## [WHAT THE TASK ASKS]
Starting at the line below that contains "of the taco?", print each line through the end of the records exactly as it appears.

### SOURCE RECORDS ###

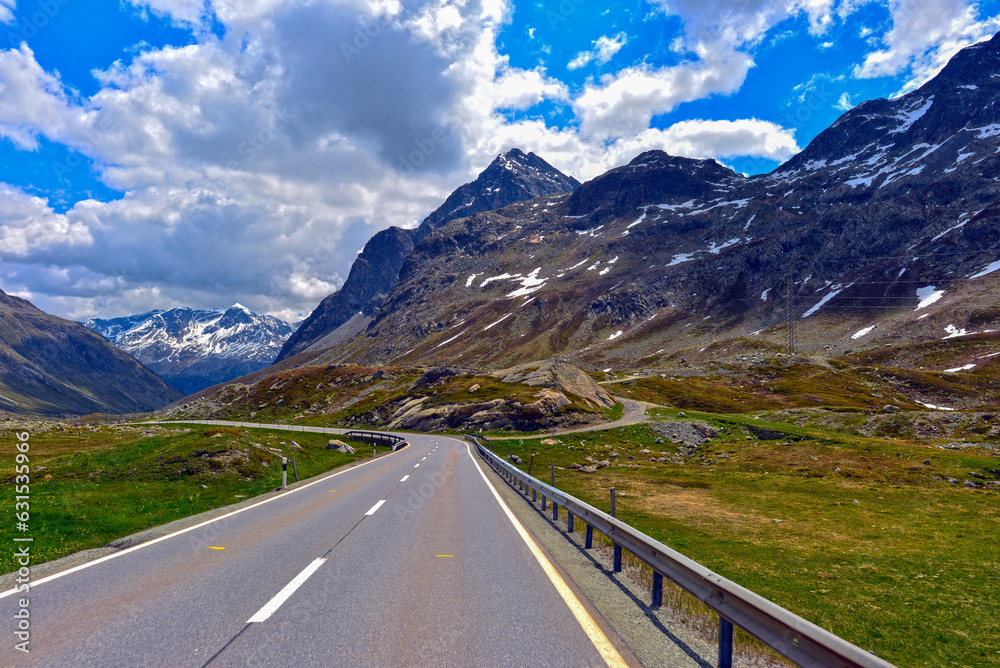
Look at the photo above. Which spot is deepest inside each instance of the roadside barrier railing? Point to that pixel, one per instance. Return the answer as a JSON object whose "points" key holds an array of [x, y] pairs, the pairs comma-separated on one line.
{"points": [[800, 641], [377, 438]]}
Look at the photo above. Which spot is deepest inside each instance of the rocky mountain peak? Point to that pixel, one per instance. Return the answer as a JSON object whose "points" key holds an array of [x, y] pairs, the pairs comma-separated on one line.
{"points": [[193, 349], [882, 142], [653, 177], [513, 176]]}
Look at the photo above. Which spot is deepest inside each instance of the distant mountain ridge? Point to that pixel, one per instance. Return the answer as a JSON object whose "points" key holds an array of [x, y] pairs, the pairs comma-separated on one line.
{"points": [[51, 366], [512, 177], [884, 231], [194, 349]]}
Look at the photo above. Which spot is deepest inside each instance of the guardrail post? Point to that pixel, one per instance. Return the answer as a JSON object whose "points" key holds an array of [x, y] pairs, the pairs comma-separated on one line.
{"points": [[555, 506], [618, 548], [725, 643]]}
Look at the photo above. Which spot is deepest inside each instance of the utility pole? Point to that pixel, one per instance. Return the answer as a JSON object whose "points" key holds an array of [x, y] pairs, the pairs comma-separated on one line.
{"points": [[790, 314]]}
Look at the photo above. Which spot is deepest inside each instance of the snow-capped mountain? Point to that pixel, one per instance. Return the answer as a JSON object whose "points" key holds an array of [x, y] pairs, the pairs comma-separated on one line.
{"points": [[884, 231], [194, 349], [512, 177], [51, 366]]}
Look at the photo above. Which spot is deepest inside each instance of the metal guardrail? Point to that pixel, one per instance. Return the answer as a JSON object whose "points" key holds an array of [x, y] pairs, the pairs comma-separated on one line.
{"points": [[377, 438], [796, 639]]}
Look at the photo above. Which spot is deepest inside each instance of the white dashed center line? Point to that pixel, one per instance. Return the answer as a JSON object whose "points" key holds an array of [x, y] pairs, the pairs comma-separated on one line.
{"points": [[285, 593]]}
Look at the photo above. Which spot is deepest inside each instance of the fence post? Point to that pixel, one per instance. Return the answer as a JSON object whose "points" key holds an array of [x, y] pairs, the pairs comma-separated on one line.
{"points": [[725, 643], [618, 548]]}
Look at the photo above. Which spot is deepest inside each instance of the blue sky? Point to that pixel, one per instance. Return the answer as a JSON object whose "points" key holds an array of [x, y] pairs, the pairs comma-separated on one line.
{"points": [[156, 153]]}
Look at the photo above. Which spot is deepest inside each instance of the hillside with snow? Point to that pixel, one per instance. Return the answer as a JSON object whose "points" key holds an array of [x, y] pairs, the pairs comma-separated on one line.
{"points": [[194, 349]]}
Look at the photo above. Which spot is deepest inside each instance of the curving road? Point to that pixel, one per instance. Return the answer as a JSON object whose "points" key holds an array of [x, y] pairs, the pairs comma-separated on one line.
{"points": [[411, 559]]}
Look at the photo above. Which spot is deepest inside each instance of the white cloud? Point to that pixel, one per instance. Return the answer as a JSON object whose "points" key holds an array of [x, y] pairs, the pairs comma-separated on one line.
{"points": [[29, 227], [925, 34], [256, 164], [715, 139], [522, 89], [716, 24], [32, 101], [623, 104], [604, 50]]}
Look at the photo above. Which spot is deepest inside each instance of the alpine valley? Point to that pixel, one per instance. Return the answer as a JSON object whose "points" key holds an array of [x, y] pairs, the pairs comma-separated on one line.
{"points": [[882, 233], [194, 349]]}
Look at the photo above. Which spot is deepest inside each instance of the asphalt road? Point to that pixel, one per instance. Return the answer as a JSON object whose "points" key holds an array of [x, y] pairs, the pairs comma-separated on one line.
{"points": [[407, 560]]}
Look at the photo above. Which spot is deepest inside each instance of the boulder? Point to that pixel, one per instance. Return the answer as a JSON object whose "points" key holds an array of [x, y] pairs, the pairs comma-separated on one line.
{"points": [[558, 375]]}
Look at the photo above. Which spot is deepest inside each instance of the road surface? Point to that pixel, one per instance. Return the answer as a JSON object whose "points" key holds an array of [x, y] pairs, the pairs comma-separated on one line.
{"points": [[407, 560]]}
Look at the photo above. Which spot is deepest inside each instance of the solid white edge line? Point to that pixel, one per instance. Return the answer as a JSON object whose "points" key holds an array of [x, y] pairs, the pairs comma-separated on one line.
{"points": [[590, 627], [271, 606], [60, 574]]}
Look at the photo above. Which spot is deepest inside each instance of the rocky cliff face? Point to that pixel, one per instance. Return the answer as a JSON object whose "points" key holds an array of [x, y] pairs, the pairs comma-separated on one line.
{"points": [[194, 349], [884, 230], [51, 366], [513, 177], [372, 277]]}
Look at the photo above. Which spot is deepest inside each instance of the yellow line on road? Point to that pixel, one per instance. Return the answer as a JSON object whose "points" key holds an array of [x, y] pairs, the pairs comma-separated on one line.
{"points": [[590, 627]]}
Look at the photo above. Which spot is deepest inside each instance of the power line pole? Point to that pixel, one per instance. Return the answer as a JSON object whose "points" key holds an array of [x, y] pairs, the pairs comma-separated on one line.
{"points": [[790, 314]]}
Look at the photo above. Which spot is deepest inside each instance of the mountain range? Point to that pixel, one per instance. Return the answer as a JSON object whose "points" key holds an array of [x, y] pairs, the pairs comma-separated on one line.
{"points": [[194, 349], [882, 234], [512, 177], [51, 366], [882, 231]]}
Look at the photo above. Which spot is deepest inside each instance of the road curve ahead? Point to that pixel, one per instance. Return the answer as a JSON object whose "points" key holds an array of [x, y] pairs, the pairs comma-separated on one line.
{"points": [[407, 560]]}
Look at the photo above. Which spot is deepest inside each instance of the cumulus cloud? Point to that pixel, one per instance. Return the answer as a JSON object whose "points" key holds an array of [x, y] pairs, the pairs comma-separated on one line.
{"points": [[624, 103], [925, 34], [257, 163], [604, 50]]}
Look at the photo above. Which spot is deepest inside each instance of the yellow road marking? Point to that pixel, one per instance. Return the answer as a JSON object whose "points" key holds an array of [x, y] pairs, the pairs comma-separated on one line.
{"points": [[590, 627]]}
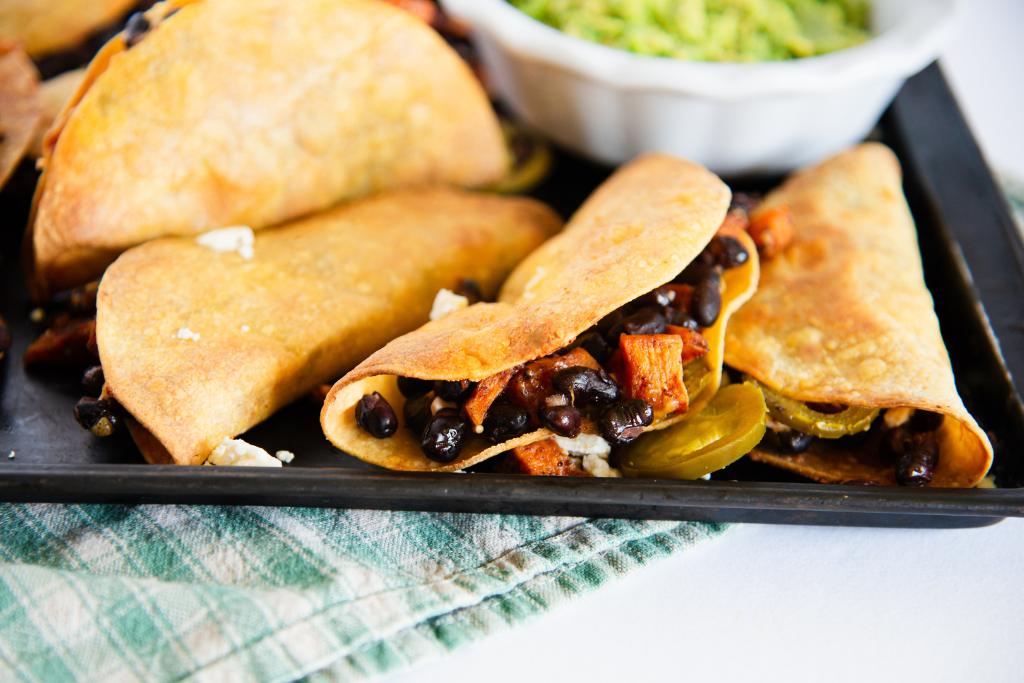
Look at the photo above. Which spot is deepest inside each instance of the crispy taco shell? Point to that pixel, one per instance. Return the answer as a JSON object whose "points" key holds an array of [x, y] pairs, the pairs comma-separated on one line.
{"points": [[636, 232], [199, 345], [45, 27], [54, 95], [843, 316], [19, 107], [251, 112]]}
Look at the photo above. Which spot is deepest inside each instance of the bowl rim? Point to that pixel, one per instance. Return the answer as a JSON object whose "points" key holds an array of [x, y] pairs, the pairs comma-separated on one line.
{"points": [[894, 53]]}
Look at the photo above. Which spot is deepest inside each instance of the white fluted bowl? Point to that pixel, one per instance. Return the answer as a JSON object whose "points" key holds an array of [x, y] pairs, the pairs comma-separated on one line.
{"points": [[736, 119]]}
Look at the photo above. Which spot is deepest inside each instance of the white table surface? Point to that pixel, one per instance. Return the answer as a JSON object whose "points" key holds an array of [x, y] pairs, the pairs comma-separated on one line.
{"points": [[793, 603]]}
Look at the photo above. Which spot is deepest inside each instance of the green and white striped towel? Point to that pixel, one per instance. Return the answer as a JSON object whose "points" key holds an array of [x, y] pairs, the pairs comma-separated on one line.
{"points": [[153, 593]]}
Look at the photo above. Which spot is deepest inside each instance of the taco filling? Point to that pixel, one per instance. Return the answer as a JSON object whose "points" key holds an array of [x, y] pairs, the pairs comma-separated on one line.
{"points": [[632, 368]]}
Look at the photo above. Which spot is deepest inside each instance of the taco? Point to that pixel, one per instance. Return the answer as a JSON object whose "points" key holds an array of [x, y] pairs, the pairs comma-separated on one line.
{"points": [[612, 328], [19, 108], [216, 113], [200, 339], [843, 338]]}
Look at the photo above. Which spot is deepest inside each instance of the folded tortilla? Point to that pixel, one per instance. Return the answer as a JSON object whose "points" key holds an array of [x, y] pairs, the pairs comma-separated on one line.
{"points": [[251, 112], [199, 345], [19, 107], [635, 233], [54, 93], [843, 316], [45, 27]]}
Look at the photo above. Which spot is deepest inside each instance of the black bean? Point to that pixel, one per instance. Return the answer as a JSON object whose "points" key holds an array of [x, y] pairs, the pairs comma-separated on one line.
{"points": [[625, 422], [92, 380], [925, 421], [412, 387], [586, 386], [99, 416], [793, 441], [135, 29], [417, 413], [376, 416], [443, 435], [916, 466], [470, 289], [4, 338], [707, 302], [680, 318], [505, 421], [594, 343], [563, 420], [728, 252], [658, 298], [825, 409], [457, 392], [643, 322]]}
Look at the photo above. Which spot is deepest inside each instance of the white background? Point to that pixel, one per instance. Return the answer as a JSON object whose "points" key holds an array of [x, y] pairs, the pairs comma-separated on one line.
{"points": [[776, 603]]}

###

## [WRITTEN REPLY]
Look at the photo above. Which spot is deepest inside each instance of the taco? Point to that pixel, one per instance. Return the answer as a JSON object whose "points" key holds an array of [x, y] pairs, the pairs comma-separated on one line.
{"points": [[612, 328], [19, 108], [216, 113], [200, 339], [843, 338]]}
Look at the photo above. Which spot is deepest inside each instance of the folded tortilla? Point to that pixel, one per instance. Return the answer as a JSON object whose "points" key holds an array of [x, y] pairs, the pairs comma-separated on one line.
{"points": [[251, 112], [199, 345], [19, 107], [635, 233], [54, 93], [843, 316], [45, 27]]}
Look at the photo above. Which spot is deepest inside each instance of the black bean? Point to that pixel, one per instance. Return the answer as a JSON object whose "points" key holds an array of [x, y] pairs, the pairs comma-separated on one line.
{"points": [[625, 422], [92, 380], [925, 421], [412, 387], [586, 386], [99, 416], [793, 441], [135, 29], [417, 413], [376, 416], [443, 435], [916, 466], [470, 289], [4, 338], [707, 302], [680, 318], [505, 421], [594, 343], [563, 420], [728, 252], [658, 298], [825, 409], [457, 392], [643, 322]]}
Look at the photo above. Which spot is deepest inside each instance of the white background? Point to that pixel, one per instance. Return the answer as a JSON object whose "points" key holds an array of [x, y] pairs, the pairs comma-separated on one line.
{"points": [[776, 603]]}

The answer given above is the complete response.